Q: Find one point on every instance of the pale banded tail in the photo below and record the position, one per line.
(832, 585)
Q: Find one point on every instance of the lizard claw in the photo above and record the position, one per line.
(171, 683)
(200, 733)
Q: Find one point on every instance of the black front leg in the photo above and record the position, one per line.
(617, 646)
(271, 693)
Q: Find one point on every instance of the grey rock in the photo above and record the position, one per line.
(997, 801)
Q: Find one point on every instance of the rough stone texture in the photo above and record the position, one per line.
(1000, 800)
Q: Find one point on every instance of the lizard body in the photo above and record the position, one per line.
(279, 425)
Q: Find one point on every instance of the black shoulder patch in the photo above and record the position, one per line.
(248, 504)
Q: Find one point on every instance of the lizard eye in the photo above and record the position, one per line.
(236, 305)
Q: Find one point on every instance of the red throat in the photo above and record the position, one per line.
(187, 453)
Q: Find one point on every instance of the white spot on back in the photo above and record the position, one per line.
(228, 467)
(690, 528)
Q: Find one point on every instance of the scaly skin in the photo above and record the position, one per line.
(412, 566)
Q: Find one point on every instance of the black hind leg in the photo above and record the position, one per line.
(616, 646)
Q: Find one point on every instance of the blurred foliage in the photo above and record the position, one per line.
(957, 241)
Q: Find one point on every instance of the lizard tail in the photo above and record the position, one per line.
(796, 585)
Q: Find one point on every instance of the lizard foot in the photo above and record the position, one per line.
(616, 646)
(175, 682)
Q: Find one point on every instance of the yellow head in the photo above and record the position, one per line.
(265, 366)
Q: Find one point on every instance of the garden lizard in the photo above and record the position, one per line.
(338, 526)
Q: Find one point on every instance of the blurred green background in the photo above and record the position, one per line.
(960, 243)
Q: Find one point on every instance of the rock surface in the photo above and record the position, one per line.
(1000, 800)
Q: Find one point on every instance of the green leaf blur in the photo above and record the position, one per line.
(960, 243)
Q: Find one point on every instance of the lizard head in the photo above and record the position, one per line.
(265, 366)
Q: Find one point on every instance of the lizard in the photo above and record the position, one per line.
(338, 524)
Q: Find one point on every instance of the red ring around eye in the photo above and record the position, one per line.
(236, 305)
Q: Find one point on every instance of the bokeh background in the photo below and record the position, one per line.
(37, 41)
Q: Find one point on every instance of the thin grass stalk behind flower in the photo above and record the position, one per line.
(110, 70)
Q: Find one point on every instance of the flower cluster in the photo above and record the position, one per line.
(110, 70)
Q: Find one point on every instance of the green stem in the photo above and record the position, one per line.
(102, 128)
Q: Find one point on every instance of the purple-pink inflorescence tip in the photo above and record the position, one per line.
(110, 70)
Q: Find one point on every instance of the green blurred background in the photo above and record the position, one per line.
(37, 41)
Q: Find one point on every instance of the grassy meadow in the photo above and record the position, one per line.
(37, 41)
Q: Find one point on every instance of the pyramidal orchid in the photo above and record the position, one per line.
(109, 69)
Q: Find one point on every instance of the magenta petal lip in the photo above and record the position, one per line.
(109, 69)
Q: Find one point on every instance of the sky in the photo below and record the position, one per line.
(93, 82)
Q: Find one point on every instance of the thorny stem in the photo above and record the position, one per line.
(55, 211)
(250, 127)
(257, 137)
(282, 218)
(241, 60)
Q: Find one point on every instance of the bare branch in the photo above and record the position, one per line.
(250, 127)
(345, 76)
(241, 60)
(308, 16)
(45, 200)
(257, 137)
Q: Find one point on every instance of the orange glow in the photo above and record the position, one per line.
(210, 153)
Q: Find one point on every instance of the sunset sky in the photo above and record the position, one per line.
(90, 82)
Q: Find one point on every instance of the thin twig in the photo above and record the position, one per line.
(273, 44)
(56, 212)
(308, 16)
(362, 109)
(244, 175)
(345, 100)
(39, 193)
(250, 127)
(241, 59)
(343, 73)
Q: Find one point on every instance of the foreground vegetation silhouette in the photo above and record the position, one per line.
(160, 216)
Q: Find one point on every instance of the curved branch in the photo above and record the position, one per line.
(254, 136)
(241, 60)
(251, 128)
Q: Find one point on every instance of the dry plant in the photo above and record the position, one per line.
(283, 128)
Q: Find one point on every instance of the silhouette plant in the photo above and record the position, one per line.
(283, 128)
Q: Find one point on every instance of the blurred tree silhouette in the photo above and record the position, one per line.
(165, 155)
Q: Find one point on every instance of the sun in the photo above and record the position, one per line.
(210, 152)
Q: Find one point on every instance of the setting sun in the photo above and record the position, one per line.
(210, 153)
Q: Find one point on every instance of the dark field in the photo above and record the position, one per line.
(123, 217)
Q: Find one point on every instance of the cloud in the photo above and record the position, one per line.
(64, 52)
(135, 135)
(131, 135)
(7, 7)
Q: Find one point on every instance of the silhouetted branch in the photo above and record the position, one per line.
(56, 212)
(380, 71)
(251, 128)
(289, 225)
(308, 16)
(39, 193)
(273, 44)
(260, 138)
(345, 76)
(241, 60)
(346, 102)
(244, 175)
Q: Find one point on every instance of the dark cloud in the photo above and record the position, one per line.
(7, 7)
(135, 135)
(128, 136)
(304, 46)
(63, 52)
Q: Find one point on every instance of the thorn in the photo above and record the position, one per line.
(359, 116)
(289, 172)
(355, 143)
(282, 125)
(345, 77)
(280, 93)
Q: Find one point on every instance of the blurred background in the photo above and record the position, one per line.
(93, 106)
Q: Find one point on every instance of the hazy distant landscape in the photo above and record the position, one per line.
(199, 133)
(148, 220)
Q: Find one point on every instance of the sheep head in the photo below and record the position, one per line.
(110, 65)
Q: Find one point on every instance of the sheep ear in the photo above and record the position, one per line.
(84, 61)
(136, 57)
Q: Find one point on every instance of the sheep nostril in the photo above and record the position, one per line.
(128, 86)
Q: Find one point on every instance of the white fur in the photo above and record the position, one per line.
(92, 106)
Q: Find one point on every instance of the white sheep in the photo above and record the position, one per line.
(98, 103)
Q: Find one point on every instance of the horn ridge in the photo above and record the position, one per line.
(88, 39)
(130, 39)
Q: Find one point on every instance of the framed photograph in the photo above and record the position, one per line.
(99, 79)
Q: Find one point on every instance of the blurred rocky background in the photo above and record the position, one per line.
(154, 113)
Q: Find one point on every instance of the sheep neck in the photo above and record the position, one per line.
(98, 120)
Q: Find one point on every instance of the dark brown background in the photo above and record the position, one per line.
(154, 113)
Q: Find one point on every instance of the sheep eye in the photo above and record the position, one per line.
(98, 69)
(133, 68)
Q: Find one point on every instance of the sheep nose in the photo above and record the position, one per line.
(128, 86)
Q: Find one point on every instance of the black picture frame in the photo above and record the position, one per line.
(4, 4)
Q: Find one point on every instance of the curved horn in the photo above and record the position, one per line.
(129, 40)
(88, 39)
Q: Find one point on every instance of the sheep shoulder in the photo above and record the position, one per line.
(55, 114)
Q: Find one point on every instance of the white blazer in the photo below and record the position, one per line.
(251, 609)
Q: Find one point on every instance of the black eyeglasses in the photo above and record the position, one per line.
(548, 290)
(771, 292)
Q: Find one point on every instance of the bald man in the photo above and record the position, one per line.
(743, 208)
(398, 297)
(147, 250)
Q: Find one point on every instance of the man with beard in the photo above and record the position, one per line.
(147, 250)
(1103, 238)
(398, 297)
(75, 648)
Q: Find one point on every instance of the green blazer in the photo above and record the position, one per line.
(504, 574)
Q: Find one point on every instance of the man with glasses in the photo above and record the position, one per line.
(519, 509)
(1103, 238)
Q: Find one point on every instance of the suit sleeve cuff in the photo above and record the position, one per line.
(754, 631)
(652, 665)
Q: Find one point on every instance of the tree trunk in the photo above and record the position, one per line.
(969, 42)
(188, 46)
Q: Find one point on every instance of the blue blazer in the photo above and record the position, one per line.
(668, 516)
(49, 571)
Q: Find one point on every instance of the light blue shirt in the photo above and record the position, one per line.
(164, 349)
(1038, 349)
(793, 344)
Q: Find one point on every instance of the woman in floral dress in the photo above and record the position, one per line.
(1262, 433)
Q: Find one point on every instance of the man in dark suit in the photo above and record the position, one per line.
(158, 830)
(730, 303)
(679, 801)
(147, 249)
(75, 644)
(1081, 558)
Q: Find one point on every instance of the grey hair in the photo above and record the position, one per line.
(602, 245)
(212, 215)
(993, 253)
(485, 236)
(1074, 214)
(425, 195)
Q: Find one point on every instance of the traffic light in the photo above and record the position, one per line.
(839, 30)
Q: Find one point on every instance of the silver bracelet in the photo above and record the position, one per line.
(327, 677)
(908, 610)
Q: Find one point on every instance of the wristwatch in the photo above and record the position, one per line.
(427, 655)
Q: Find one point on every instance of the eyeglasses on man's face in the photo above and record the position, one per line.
——
- [Instruction] Print from the line containing "Q: Find one point on every instance of the black eyeglasses" to the last line above, exactly as written.

- [Exercise response]
Q: Find one point on every instance of the black eyeglasses in the photo above and record the position, one per line.
(548, 290)
(771, 292)
Q: Find one point on every instance of the bald man in the photo above and record the position, one per line.
(743, 208)
(398, 297)
(147, 250)
Q: Find one point on every instance of the man with beard in the photo above and record the position, one per line.
(147, 250)
(1103, 238)
(398, 297)
(75, 648)
Q: Find one point on every instance of the green blazer in the photo above and record the position, one per line.
(504, 574)
Q: Find one point on every instance of the man with glasses in the photo above and record the position, one per line.
(519, 509)
(1103, 238)
Q: Find one point on every instance of the suit sleeve cuff in the photo above and record the position, one per line.
(754, 631)
(652, 665)
Q: Find one point on every instance of the tree trunk in the photo above and record the position, one per line.
(969, 42)
(188, 46)
Q: Find one point on every instance of the blue blazer in the photo above and record the position, one per line.
(668, 516)
(49, 571)
Q: Find one point on every instance of the light blue shirt in the photo above and record the position, one per line.
(164, 349)
(1038, 349)
(793, 344)
Q: Find one point on every instance of the woman in floral dress in the photo above and record the position, one per line.
(1262, 433)
Q: Find one point on every instance of the man in dark suit in the photo above and record the position, one per line.
(158, 830)
(730, 303)
(679, 801)
(147, 249)
(75, 644)
(1081, 558)
Q: Find one point on every instance of the grey hair in the photo above and record the position, one per line.
(602, 245)
(212, 215)
(993, 253)
(485, 236)
(1074, 214)
(425, 195)
Q: Find one point on every instance of the traffic light in the photo above and record the position, one per line.
(839, 30)
Q: Find one point on every instance of the silver bracelet in the photo above and record the position, one per line.
(327, 677)
(908, 610)
Q: Find one point on every instance of the wristwatch in the photo above and record the position, one per line.
(427, 655)
Q: Find one point on every instance of the eyeglasses on man's face in the photo above and record the position, one per line.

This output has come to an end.